Entries supplied =
━━━━

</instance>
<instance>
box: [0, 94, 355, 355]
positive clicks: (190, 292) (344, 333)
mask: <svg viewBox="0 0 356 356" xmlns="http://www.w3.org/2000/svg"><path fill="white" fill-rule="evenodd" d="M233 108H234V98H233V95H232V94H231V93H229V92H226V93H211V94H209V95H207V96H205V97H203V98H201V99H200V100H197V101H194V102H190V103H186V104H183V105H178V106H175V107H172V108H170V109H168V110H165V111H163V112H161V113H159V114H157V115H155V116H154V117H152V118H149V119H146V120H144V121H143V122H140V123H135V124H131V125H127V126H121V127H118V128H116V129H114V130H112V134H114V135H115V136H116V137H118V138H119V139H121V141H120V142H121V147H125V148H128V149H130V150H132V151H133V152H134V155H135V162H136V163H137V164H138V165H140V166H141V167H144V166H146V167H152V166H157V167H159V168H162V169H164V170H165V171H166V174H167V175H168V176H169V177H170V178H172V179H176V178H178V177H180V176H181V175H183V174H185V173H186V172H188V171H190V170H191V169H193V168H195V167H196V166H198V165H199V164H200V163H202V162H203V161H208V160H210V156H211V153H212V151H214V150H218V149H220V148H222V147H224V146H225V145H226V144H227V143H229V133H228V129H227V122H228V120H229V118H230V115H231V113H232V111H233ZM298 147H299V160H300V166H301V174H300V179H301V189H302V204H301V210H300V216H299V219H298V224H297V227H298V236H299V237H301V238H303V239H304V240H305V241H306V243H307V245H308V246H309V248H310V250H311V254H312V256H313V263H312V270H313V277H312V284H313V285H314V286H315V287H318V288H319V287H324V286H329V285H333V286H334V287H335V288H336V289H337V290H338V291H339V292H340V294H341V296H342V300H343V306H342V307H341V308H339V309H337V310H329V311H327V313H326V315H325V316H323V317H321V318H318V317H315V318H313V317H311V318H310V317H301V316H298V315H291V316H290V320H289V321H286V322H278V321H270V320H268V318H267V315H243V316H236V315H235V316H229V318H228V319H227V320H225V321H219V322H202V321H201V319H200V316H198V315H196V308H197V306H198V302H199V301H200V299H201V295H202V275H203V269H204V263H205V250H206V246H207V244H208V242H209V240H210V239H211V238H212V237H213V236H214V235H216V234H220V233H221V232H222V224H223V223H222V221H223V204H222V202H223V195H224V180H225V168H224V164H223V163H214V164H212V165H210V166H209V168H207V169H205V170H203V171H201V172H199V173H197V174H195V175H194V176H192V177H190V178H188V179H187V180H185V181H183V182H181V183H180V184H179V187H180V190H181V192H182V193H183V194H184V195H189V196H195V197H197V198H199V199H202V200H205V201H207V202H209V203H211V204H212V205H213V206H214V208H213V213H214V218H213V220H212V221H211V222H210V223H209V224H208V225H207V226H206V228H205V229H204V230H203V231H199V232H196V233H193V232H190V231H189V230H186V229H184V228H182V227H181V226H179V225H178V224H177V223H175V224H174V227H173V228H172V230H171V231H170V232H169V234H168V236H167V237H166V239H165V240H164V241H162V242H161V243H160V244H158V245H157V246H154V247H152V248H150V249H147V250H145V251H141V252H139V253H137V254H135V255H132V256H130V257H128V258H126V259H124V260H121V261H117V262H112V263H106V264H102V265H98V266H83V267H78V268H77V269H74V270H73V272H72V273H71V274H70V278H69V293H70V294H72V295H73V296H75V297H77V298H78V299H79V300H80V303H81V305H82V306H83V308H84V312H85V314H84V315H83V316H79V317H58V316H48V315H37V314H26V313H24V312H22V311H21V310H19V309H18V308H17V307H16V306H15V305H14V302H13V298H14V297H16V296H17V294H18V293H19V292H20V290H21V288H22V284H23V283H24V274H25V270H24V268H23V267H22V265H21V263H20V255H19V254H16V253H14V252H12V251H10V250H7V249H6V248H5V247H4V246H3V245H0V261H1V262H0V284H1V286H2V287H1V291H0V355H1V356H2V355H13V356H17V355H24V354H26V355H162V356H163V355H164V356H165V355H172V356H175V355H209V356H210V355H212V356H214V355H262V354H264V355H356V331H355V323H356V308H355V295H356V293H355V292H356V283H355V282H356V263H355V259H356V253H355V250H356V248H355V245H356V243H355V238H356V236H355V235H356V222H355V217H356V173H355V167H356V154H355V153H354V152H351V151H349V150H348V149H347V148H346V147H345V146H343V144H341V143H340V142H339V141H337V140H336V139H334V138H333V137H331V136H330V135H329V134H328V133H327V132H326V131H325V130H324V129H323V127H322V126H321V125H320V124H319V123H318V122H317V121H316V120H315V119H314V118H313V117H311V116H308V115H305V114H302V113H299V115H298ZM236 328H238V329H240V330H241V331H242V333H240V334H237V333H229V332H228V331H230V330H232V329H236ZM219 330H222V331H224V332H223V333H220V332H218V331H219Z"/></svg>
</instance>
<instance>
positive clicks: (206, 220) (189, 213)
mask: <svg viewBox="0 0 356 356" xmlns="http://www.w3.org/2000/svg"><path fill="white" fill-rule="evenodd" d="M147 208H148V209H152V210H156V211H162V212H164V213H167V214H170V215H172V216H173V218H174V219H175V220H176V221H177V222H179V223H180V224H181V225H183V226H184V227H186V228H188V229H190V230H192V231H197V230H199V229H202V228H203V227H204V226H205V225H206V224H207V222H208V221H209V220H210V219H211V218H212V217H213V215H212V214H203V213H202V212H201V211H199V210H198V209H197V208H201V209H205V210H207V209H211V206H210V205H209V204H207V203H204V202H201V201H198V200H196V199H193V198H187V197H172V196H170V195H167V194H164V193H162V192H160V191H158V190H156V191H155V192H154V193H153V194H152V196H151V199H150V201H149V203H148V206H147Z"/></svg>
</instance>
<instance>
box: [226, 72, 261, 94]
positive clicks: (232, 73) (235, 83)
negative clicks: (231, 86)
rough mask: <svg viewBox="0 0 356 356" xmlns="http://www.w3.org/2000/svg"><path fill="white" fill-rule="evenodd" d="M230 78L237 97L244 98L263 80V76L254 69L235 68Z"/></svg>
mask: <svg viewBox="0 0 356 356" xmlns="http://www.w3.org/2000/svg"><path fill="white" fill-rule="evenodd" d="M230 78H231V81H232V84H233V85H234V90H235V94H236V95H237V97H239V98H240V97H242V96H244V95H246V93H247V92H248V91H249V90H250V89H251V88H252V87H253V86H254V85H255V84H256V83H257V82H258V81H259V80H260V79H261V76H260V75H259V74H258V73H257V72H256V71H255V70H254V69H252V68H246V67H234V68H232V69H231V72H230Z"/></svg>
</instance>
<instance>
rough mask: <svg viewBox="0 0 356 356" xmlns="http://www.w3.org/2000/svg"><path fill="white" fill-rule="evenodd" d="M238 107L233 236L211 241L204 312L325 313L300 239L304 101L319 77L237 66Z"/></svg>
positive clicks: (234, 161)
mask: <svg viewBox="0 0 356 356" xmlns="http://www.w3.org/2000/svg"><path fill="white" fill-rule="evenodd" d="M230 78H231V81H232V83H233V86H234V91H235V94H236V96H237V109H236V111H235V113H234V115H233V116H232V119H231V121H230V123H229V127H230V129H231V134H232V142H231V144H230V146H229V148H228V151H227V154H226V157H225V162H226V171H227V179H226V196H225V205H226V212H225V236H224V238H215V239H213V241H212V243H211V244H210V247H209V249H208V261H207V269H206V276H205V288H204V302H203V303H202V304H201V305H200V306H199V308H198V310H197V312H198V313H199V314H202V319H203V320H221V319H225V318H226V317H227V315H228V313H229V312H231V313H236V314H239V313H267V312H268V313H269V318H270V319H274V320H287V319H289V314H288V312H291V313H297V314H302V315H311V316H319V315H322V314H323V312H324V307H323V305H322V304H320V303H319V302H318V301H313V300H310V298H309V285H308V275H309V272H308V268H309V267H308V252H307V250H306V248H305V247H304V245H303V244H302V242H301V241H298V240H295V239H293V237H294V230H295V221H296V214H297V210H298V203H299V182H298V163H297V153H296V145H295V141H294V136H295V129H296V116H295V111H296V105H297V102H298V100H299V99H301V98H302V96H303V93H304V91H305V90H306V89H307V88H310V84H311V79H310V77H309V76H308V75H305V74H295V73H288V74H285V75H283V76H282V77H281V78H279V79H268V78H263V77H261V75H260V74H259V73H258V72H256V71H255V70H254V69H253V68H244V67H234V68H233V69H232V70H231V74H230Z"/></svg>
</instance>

━━━━

Task prompt =
All lines in the listing above that contain "positive" should be shown.

Solution to the problem =
positive clicks: (190, 292) (344, 333)
positive clicks: (206, 220) (189, 213)
positive clicks: (232, 73) (235, 83)
positive clicks: (234, 161)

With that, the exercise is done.